[TASK BRIEF]:
Rewrite everything from the line containing "Reviewer note: verify that every instance of the parked" down to the line containing "[[49, 165]]", swapping "pink flower" for "red flower" and leaving all else as it stands. Return only those lines.

(Dataset excerpts on object pointing)
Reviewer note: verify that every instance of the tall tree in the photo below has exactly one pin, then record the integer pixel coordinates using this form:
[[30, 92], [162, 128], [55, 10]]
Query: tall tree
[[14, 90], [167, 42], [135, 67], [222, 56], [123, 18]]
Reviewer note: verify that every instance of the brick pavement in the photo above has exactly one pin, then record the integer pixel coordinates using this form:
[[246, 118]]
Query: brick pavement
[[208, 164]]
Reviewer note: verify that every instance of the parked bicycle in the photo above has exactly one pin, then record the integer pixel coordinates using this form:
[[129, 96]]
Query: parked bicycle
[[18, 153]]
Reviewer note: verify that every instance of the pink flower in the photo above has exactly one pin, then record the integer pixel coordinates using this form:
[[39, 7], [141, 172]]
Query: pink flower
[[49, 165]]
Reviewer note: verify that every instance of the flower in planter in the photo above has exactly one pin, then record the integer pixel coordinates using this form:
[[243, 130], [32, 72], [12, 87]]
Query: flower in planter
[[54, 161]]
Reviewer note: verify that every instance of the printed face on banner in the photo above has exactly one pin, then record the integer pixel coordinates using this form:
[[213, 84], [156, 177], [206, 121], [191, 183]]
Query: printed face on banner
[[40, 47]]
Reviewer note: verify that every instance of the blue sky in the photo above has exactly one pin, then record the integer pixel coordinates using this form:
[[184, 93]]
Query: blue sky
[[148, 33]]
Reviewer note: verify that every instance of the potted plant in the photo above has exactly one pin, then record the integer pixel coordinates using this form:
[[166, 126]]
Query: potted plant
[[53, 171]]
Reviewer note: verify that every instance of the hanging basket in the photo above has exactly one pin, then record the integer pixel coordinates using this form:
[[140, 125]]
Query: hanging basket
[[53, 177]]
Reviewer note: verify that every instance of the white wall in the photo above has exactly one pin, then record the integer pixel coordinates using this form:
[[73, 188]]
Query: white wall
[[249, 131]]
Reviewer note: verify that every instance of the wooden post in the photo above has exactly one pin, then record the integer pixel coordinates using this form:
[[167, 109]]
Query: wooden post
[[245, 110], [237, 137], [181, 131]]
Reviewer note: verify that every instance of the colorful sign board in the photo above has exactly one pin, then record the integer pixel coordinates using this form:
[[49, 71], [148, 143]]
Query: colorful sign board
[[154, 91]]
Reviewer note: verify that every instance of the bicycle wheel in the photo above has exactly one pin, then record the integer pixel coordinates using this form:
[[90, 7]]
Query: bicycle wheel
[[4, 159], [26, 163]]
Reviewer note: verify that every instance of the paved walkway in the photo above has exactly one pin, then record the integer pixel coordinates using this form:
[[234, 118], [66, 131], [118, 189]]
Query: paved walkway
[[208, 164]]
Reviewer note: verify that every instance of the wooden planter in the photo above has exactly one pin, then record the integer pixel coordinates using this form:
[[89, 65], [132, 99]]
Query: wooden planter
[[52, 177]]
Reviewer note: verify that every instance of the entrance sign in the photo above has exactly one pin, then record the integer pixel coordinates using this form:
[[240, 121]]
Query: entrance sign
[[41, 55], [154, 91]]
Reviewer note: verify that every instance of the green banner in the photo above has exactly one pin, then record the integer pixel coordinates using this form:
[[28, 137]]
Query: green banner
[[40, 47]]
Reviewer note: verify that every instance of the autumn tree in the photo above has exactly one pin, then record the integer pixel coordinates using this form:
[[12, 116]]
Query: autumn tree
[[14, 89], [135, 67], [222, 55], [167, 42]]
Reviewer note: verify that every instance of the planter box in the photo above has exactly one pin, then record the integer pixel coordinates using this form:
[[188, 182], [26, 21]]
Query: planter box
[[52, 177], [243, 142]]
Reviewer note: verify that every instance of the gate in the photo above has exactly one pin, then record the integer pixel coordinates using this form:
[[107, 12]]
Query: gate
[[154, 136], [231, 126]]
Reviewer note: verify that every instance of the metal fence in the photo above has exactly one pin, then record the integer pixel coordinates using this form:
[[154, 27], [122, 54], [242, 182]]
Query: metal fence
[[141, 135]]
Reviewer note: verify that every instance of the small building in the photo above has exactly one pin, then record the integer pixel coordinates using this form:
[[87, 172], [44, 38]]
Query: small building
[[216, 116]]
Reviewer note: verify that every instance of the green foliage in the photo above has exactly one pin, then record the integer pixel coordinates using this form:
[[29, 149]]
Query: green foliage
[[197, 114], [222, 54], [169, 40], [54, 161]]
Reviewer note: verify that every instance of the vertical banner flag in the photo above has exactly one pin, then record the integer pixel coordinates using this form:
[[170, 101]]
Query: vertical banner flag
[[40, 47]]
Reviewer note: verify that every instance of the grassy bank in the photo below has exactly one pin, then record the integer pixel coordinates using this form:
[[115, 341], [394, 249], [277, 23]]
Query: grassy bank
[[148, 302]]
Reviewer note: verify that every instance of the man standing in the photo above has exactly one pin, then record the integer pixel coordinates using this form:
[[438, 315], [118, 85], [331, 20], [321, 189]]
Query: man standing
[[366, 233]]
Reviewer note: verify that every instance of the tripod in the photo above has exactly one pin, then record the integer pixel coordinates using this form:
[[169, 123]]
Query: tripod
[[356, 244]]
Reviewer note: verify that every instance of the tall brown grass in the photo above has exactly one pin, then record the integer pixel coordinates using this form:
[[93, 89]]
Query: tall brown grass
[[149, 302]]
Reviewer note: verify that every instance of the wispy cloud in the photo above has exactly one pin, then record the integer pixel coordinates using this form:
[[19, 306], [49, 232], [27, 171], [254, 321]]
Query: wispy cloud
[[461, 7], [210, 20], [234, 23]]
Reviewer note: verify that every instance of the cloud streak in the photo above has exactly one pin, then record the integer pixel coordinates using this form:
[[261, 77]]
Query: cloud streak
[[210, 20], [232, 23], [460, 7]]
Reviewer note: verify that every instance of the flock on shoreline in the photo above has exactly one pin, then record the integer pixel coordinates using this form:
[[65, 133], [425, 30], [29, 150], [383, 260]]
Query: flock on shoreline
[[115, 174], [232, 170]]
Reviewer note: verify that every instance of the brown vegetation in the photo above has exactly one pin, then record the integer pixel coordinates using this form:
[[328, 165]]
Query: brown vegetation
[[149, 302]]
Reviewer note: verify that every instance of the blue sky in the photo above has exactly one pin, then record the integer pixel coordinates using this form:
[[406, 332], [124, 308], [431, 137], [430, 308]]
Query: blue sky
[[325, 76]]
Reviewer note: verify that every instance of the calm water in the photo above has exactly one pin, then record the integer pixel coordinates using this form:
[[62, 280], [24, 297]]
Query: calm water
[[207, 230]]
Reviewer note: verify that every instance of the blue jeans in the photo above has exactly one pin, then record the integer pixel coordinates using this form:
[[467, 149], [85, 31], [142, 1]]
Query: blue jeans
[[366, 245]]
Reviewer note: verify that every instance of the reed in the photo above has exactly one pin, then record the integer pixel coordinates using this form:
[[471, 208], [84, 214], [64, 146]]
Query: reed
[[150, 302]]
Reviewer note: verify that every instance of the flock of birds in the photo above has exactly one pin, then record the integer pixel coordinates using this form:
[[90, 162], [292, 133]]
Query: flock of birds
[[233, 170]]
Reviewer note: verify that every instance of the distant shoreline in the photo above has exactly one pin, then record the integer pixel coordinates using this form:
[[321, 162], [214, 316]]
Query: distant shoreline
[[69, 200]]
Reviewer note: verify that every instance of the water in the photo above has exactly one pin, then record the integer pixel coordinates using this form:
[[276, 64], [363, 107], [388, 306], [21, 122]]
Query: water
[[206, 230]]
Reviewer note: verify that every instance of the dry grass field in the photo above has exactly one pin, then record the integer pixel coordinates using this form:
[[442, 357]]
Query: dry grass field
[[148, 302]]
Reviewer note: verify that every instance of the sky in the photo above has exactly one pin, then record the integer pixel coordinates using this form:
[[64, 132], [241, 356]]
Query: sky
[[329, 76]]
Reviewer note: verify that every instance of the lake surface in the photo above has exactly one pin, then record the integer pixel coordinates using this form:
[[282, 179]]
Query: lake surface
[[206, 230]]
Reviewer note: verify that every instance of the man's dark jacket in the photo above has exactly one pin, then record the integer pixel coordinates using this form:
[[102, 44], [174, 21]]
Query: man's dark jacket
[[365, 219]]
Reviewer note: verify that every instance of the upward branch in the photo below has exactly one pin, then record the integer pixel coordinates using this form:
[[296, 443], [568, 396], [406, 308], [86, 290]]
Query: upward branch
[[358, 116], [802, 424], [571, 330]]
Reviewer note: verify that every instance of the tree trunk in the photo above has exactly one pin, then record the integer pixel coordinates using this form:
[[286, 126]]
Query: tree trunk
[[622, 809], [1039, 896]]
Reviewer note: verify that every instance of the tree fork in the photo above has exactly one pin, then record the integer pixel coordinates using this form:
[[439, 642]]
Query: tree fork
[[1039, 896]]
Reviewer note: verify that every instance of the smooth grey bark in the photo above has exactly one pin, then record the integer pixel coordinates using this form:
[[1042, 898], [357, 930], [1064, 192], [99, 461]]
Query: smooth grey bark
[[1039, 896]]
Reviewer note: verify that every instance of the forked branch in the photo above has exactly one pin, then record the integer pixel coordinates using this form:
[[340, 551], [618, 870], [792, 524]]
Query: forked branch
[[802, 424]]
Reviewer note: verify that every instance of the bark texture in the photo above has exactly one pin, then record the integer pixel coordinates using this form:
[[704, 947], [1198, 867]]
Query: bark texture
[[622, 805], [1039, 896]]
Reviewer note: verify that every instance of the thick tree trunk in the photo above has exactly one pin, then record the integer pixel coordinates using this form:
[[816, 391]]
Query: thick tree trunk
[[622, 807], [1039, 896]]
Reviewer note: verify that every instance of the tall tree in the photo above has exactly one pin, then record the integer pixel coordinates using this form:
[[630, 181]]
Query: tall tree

[FULL OUTPUT]:
Reviewer note: verify that every instance of the parked bicycle in the photo above has exactly one pin, then record the integer pixel coordinates using this form:
[[129, 96]]
Query: parked bicycle
[[18, 153]]
Reviewer note: verify that every instance of the red flower in the photo above has exactly one pin, then record the integer pixel coordinates using this form:
[[39, 7], [141, 172]]
Query: red flower
[[49, 165]]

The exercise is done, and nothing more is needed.